(Extracted data entries)
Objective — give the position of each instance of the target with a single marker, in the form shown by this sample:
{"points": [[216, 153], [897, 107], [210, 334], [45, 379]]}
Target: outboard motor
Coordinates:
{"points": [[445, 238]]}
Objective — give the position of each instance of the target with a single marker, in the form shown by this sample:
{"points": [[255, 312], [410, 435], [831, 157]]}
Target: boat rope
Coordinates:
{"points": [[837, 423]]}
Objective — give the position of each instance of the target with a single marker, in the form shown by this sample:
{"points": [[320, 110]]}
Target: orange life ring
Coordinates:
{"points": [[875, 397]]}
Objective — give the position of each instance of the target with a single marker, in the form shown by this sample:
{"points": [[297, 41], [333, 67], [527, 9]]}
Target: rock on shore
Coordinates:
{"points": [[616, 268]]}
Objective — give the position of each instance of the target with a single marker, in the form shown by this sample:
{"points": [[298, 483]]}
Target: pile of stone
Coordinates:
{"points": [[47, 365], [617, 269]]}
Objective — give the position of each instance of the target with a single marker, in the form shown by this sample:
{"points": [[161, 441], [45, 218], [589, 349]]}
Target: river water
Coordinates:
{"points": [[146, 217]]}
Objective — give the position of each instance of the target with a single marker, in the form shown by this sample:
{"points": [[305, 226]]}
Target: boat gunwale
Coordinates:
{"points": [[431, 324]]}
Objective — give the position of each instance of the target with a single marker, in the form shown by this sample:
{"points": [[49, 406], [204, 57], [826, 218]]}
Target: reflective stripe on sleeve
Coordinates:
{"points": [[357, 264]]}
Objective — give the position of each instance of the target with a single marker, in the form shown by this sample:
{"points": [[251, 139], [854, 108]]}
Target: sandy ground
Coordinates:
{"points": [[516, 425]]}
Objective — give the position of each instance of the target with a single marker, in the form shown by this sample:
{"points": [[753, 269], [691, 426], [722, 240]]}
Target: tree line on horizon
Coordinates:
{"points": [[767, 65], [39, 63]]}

● **TRY IT**:
Above are several records. Count the lines among them that contain "boat" and give only the total.

● **PROBLEM SOLUTION**:
2